[Opening Data in this exercise section]

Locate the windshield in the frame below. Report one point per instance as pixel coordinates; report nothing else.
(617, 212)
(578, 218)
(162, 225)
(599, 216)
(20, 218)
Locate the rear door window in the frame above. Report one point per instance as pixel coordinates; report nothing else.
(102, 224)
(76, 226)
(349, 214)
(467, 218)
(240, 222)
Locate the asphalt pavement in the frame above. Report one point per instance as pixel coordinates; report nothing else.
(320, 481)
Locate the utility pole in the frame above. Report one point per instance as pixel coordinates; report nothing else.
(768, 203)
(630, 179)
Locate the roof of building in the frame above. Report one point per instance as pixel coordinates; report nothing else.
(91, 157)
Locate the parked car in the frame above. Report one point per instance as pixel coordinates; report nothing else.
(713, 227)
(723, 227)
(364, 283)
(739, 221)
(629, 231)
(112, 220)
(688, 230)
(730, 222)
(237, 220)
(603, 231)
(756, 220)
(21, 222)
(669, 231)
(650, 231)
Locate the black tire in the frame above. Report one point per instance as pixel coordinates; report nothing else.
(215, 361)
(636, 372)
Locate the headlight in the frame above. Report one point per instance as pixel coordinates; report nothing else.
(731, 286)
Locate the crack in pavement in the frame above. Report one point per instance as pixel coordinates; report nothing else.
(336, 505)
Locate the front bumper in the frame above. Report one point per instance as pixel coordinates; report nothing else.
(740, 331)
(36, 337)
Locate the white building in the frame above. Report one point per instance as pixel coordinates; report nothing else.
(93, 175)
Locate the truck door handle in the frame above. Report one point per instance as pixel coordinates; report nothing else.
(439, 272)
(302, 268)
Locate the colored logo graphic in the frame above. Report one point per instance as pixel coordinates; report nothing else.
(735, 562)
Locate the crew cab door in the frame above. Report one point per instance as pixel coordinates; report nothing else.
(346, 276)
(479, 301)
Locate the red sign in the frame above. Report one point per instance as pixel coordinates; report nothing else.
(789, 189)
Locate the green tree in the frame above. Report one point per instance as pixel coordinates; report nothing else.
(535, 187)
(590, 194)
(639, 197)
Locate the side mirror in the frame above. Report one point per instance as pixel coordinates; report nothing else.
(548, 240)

[Closing Data in this exercise section]

* What is being asked: Look for "Locate the red" in the records. Write out its line and every later line through the end exactly, with nothing more.

* Task response:
Locate the red sign in the frame above. Report one point per instance as pixel coordinates; report nothing else.
(789, 189)
Locate the green tree in the frame above. Report one point per instance as pixel coordinates; report nothing else.
(535, 187)
(590, 194)
(639, 197)
Locate the side mirror in the frame above. Report one point per instance as pixel coordinates; report nothing else.
(548, 240)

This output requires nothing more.